Excerpted text: Begin
A good number of proteomic researchers believe there are millions of protein isoforms. A protein isoform is a slight variation of a basic protein. I’m not averse to thinking there are only a limited number of “genes” that govern a basic number of limited protein classes, but that there are millions or billions of protein isoforms.
Consider something like the DSCAM gene which has 38,016 alternative splices and presumably 38,016 isoforms.
And how about the Dystrophin gene that consist of 2.5 million base pairs and codes for a protein with 3,500 amino acids? There are only a few isoforms so far identified, but with a gene that gigantic, one might guess there is much to discover about the Dystrophin gene. I would not be surprised, given the size of the Dystrophin gene, that we will find thousands of isoforms in the future.
From the literature:
First, the nonredundant set of proteins has here been defined as a single representative protein from every gene locus. At present, the human genome contains 22,000–23,000
genes, although the estimated number is still changing on a monthly basis (www.ensembl.org). Thus, the nonredundant set of proteins in the human proteome is probably between 20,000 and 25,000. On the other hand, if one includes all the protein variants generated by RNA splicing or specific proteolytic processing, the number of protein isoforms rapidly increases. Splicing is a common phenomenon and frequently gives rise to different forms of the same protein, often through events linked to a targeting of the protein variants to different compartments of the cell (50). Site-specific proteolysis is particularly
common in the processing of preproteins of neuropeptides,
but has also been shown to be involved in the aturation of proteins, such as the cleavage of the C-peptide from the proinsulin molecule to create functional insulin and
C-peptide (51). The estimated number of protein variants
represented by splicing and proteolysis is still unknown, but the number might be between 50,000 and 500,000.
Excerpted text: End
*What you will do:*
- a) Answer these questions about the text on protein isoforms:
(i) How many alternative splices does the DSCAM gene have?
(ii) How many amino acids are in the protein that the Dystrophin gene codes for?
(iii) According to the quoted literature, how many proteins are probably in the nonredundant set of the human proteome?
- b) Pick up the text on protein isoforms after its final sentence and carry it on.
Data: Begin
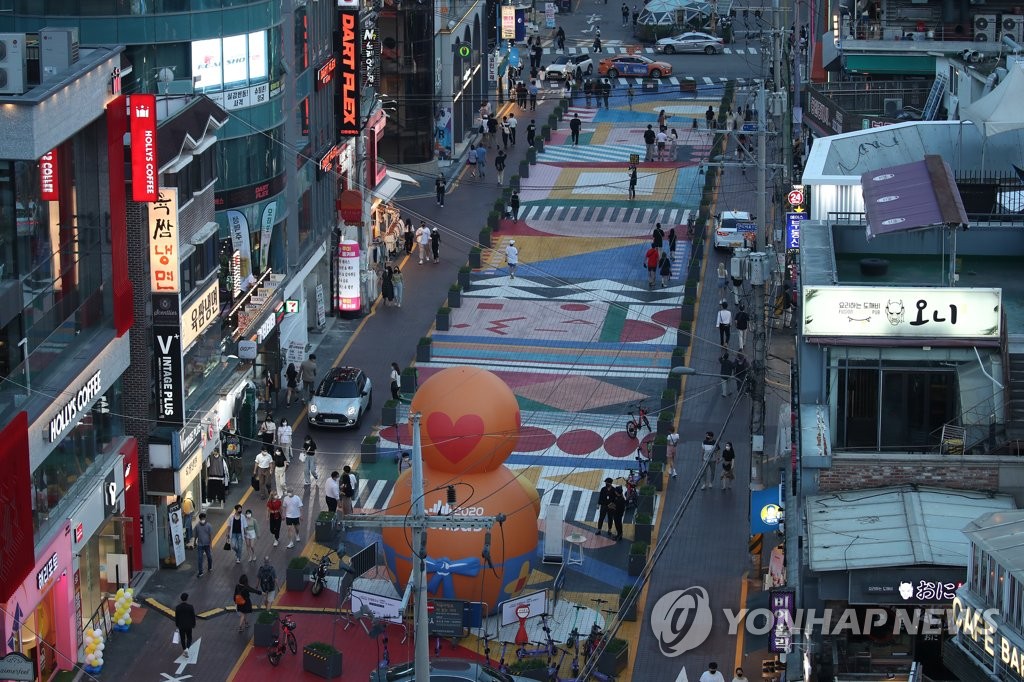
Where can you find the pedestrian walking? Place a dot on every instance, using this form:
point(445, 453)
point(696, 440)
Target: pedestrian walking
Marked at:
point(237, 533)
point(724, 323)
point(204, 540)
point(742, 322)
point(500, 166)
point(293, 514)
point(281, 462)
point(273, 515)
point(308, 457)
point(505, 132)
point(712, 674)
point(243, 601)
point(263, 471)
point(512, 257)
point(252, 533)
point(710, 461)
point(648, 139)
point(650, 259)
point(723, 282)
point(439, 190)
point(728, 468)
point(739, 369)
point(266, 578)
point(665, 269)
point(670, 452)
point(184, 620)
point(481, 162)
point(606, 506)
point(307, 370)
point(423, 240)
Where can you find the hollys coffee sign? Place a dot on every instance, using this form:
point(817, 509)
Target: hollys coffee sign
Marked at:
point(143, 147)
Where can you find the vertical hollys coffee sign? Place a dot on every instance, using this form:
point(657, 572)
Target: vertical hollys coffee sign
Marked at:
point(49, 189)
point(348, 74)
point(142, 117)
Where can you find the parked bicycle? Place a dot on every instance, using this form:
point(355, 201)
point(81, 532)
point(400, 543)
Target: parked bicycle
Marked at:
point(638, 420)
point(284, 641)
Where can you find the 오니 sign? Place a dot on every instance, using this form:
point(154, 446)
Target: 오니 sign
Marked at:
point(939, 312)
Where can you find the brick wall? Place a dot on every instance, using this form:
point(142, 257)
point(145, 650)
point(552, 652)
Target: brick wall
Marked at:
point(958, 474)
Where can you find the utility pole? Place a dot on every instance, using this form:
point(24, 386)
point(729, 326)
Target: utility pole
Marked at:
point(419, 523)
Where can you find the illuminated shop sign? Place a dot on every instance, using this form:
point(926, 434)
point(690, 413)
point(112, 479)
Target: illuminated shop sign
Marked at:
point(348, 71)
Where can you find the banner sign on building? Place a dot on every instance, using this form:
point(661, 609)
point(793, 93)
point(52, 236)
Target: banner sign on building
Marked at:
point(142, 116)
point(941, 312)
point(348, 72)
point(169, 376)
point(49, 189)
point(164, 262)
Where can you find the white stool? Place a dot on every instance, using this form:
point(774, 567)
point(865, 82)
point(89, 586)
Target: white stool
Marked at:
point(574, 556)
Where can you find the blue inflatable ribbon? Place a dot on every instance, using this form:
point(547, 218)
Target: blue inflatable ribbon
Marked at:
point(442, 569)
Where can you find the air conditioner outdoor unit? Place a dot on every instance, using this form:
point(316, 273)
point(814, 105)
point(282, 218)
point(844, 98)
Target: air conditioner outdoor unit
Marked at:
point(1011, 26)
point(12, 62)
point(985, 28)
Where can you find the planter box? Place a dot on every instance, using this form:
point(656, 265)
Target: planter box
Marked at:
point(423, 353)
point(265, 633)
point(327, 667)
point(296, 579)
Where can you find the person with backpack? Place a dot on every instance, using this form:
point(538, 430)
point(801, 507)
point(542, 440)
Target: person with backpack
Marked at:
point(349, 488)
point(266, 578)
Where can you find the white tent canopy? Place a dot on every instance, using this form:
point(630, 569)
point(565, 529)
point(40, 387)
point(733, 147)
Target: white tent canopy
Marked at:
point(999, 111)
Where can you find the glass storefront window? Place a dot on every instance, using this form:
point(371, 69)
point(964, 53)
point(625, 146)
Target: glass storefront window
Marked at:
point(70, 464)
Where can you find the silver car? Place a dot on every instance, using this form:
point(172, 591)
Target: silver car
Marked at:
point(342, 398)
point(690, 42)
point(445, 670)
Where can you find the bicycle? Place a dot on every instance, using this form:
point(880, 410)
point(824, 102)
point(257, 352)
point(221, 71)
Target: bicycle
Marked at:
point(638, 420)
point(284, 641)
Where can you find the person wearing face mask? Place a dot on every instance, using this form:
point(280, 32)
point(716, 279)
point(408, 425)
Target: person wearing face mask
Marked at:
point(252, 531)
point(204, 539)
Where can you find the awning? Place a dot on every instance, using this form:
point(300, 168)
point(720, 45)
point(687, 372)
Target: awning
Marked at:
point(902, 64)
point(912, 196)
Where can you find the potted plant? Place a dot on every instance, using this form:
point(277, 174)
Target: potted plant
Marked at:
point(455, 296)
point(614, 656)
point(637, 558)
point(389, 413)
point(423, 349)
point(296, 573)
point(630, 613)
point(322, 659)
point(324, 527)
point(530, 668)
point(368, 448)
point(655, 474)
point(464, 273)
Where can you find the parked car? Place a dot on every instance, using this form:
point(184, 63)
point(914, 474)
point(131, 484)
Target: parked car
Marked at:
point(690, 42)
point(568, 64)
point(342, 398)
point(445, 670)
point(633, 65)
point(733, 229)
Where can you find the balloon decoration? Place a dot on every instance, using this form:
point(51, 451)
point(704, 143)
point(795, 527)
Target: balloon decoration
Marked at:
point(122, 609)
point(94, 646)
point(469, 426)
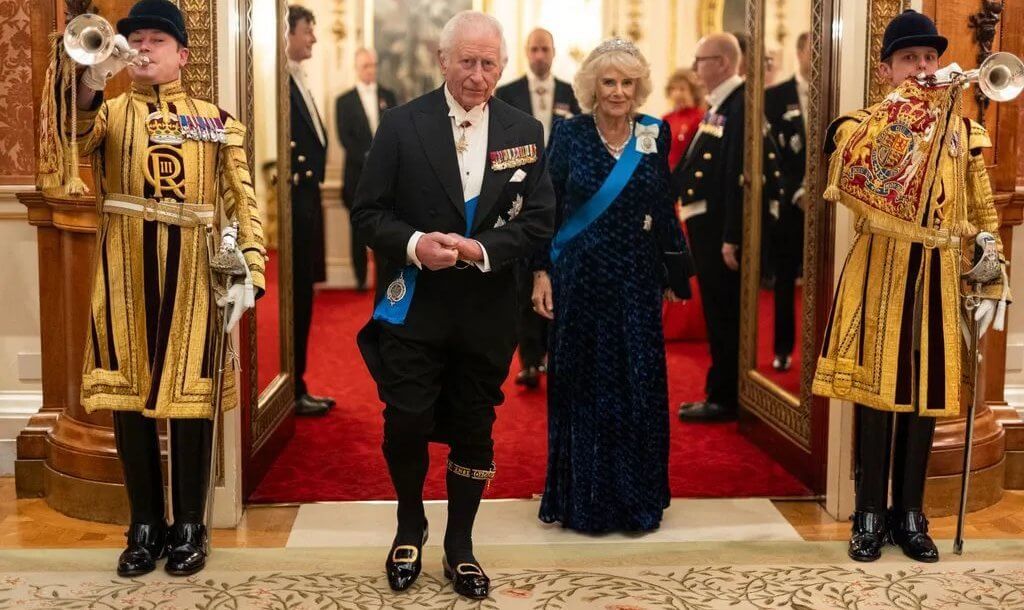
Data: End
*Results of the exercise:*
- a)
(i) 38,016
(ii) 3,500
(iii) Between 20,000 and 25,000

- b)
Another form of variation in the human proteome is the combinatorial variants created by somatic rearrangement in cells involved in the immune system. A well-known example is the immunoglobulin G (IgG) The number of different IgG molecules in a human individual is probably
more than 10 million molecules all with different complementarity-determining regions and thus different binding properties
Who knows how many more combinatorial variants there are. If these isoform variations are used as information for spatial organization of molecules like a quasi GPS, there could be billions of isoforms! 😯
Due to the complex nature of biologics which oftentimes consist of millions or billions of isoforms, characterization of molecular isoforms is an ever challenging task that is heavily dependent on technical advances in the related areas. This presentation will review the major isoforms in protein therapeutics especially in monoclonal antibodies.
How does this have bearing on ID? Isoforms involve alternative splicing, post translation modification, and regulation of these processes to make something useful. Not only would the coding portions of the genes need to evolve, but also the alternative splicing mechanisms, non coding regions, post translational modification, and regulation of these complex processes, etc… Evolutionary biology is rather sparse on mechanical explanations for how these things would evolve…
Finally, if each gene codes for a few thousand isoforms on average, then it become more reasonable to speculate the 90% non-coding regions of DNA might be critical for managing, creating, and regulating the millions or billions of isoforms in humans. This information to accomplish isoform creation and management has to be stored somewhere, and if not in the coding regions, then where?
Cocktail designation is for speculative ideas that I consider to have substantial merit.